Work to complete: Every single entry must be reproduced precisely.

Dataset entries:
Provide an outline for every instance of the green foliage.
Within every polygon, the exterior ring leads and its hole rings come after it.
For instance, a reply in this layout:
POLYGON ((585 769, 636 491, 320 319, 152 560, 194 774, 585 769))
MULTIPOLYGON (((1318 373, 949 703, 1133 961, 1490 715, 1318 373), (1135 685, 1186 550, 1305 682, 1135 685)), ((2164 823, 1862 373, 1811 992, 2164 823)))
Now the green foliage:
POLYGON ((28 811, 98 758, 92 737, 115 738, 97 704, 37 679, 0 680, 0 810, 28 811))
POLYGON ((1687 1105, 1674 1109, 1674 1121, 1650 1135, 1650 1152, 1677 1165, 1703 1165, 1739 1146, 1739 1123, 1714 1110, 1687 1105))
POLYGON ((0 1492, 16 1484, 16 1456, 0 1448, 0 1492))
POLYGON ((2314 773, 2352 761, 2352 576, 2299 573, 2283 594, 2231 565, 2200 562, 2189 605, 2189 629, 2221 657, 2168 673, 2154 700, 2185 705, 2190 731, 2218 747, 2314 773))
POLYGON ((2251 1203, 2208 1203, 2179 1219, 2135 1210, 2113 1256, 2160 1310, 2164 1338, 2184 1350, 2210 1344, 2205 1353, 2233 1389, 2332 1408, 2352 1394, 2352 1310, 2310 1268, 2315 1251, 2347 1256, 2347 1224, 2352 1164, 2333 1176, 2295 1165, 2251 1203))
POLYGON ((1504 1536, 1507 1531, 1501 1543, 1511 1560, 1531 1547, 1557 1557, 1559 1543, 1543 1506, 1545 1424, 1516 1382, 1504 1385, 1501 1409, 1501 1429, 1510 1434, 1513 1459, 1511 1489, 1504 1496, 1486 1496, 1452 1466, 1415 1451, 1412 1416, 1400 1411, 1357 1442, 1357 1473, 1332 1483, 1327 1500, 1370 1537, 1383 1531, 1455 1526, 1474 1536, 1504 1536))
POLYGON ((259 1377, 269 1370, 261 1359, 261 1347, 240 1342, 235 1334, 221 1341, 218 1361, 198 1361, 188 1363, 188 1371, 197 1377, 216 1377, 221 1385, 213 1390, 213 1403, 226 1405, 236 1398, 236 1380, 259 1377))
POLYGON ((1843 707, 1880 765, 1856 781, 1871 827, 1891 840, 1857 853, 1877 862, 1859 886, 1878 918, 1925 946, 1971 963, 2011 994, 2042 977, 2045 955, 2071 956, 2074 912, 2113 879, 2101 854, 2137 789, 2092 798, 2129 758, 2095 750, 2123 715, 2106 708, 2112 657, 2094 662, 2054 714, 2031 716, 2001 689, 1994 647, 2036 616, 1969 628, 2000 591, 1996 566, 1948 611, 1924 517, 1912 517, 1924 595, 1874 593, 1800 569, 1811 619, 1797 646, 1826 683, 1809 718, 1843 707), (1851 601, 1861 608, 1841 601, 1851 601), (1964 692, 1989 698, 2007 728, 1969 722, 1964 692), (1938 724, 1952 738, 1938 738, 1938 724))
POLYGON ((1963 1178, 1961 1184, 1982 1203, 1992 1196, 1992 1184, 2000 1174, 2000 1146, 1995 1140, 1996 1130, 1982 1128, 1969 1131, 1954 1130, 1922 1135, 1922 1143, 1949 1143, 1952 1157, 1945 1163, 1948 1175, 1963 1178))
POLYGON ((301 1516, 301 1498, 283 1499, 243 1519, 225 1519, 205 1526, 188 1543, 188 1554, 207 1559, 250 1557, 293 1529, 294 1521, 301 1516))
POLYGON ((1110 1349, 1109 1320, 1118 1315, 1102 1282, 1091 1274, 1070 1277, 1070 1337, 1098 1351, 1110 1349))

Task answer:
Provide an outline for every instance of the green foliage.
Within every polygon, the exterior ring leads and its hole rings come after it.
For instance, a reply in this layout:
POLYGON ((585 769, 636 491, 320 319, 152 560, 194 774, 585 769))
MULTIPOLYGON (((1318 373, 949 703, 1133 961, 1490 715, 1318 373), (1135 685, 1186 550, 1305 682, 1135 685)), ((2164 823, 1862 373, 1811 992, 2164 823)))
Now the green foliage:
POLYGON ((28 811, 98 758, 92 737, 115 738, 97 704, 37 679, 0 680, 0 810, 28 811))
POLYGON ((1687 1105, 1674 1109, 1674 1121, 1650 1135, 1650 1152, 1677 1165, 1703 1165, 1739 1146, 1739 1123, 1714 1110, 1687 1105))
POLYGON ((0 1492, 16 1484, 16 1456, 0 1448, 0 1492))
POLYGON ((2314 773, 2352 761, 2352 576, 2299 573, 2283 594, 2231 565, 2200 562, 2189 605, 2189 629, 2221 657, 2168 673, 2154 700, 2185 705, 2190 731, 2218 747, 2314 773))
POLYGON ((2251 1203, 2208 1203, 2179 1219, 2135 1210, 2113 1256, 2160 1310, 2164 1338, 2184 1350, 2210 1344, 2205 1353, 2233 1389, 2332 1408, 2352 1394, 2352 1310, 2310 1268, 2315 1251, 2347 1256, 2347 1224, 2352 1164, 2333 1176, 2295 1165, 2251 1203))
POLYGON ((1504 1536, 1507 1531, 1501 1543, 1511 1560, 1531 1547, 1557 1557, 1559 1543, 1543 1506, 1545 1424, 1516 1382, 1504 1385, 1501 1409, 1501 1429, 1510 1434, 1513 1459, 1511 1489, 1504 1496, 1486 1496, 1452 1466, 1415 1451, 1412 1416, 1400 1411, 1357 1442, 1357 1473, 1332 1483, 1327 1500, 1370 1537, 1383 1531, 1455 1526, 1474 1536, 1504 1536))
POLYGON ((259 1377, 269 1370, 261 1359, 261 1347, 240 1342, 235 1334, 221 1341, 218 1361, 198 1361, 188 1363, 188 1371, 197 1377, 216 1377, 221 1385, 213 1390, 213 1403, 226 1405, 236 1398, 236 1380, 259 1377))
POLYGON ((1843 707, 1880 765, 1856 781, 1871 827, 1891 840, 1857 853, 1877 862, 1859 886, 1878 918, 1925 946, 1971 963, 2011 994, 2042 977, 2045 955, 2071 956, 2074 912, 2113 879, 2101 854, 2137 789, 2092 798, 2129 758, 2095 750, 2123 715, 2106 708, 2112 657, 2094 662, 2054 714, 2031 716, 2001 689, 1994 647, 2036 616, 1969 628, 2000 591, 1996 566, 1948 611, 1924 517, 1912 517, 1924 595, 1874 593, 1800 569, 1811 619, 1797 646, 1826 683, 1809 718, 1843 707), (1851 601, 1861 608, 1841 601, 1851 601), (1964 692, 1989 698, 2007 728, 1969 722, 1964 692), (1938 724, 1952 738, 1938 738, 1938 724))
POLYGON ((1963 1178, 1961 1184, 1982 1203, 1992 1196, 1992 1184, 2000 1174, 2000 1146, 1995 1140, 1996 1130, 1982 1128, 1969 1131, 1954 1130, 1922 1135, 1922 1143, 1949 1143, 1952 1157, 1945 1163, 1948 1175, 1963 1178))
POLYGON ((301 1516, 301 1498, 283 1499, 243 1519, 225 1519, 205 1526, 188 1543, 188 1554, 207 1559, 250 1557, 293 1529, 294 1521, 301 1516))
POLYGON ((1110 1349, 1109 1320, 1118 1315, 1102 1282, 1091 1274, 1070 1277, 1070 1337, 1098 1351, 1110 1349))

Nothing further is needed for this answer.